◆ Excerpted passage
________________

Because it was between drinks that I broke into your apartment and I stole your refrigerator, the booze out of your refrigerator. It was between drinks that I opened up my roommates wallet, took $20 out and tried to convince him that it was my $20. It was between drinks that I lied. It was between drinks that I
that I really
did the stuff that I'm the most ashamed of or was at that time. You know, the nice thing about the steps is that I don't have, I don't have the kind of shame
that I had about the kind of person that I was. I mean, it took everything that I had to go through to get to where I am today, you know, and I, you know, if I could have done differently, I probably would have done differently. And I'm not saying you're proud of a lot of the stuff that I did, but I do know that just like everything else in sobriety that's caused me pain, you know, even that stuff
has turned into experience, strength and hope.
I don't drink and I don't die. I work the steps and everything that caused me pain turns into experience, strength and hope, including the stuff that I did between drinks and a lot of the stuff that I did while I was drunk too.
I, you know, and nobody said to me, you know, I spilled more than you drank. I mean, God, I was so scared that one of those crusty, mean old timers was gonna get on my face and say, I spilled more than you drank. You know, 'cause I just, I was, I was primed. I was primed. I just wanted some mean old time to say that to me so I could say, well, you know what?
Maybe if you've been drinking what you spilled, you would have gotten here at 21 two, you know, and not because
that's funny.
It's not funny,
but I wanted to say that not because I was a tough guy or a bad guy, but because I would much rather you kick my ass and make me feel vulnerable. I'd much rather you punch me in the face and hash brown my nose than hurt my feelings.
I had always been that way, you know, long before
I ever picked up a drink. I had problems. I was your classic high school geek, small and body, big on brains and even bigger on mouth. And, you know, I, I had that temper going on because I'd grown up in this alcoholic home and I'd learn to fight from early on, you know, And I didn't know the rest of the world operated like that. I was a very smart child, quite literate and articulate before my first birthday, you know, And my parents had a lot of high hopes and a lot of high expectations.
You know, so
smart kid,
it only knew how to fight. My, you know, my two tools for living were make good grades and went in doubt attack and they turn me loose on kindergarten. And by the time I was 17 years old, I was just this angry little mess. I was the kid that lived in in-house suspension because some football team jock called me a fag and I took him by the back of the head and I smashed it into a locker until he bled.
And you know,
I'm astounded when I think about that, just how insane that was. You know, I've never want to fight in my life,
but I've never taken on somebody my own size. You know, and I learned in my 4th step why that was because if I take somebody on who's my own size and I don't win, people might not think I'm a very good fighter. But if I take on somebody bigger than me or if I take on more people than one, you know, they might think, well, God, you know, must be a tough little punk if that many people have to jump in or if somebody that big has to jump in. So,
you know, I didn't know that until I did an inventory. There's a lot of things I didn't know until I did an inventory. You know, I'm a college drunk. Any college drunks out there?

________________

◆ Extracted information
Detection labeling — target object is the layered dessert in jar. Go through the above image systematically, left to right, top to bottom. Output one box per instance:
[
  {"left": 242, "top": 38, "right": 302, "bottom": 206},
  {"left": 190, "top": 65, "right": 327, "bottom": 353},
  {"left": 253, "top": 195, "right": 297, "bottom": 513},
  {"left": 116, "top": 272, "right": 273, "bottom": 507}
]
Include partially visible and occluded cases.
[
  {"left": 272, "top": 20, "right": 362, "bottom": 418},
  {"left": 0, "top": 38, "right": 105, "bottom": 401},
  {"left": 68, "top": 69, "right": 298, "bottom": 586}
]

________________

◆ What is asked
From the sobriety talk above, return the passage from "You know, so" up to and including "until he bled.", copied word for word.

◆ Written solution
You know, so
smart kid,
it only knew how to fight. My, you know, my two tools for living were make good grades and went in doubt attack and they turn me loose on kindergarten. And by the time I was 17 years old, I was just this angry little mess. I was the kid that lived in in-house suspension because some football team jock called me a fag and I took him by the back of the head and I smashed it into a locker until he bled.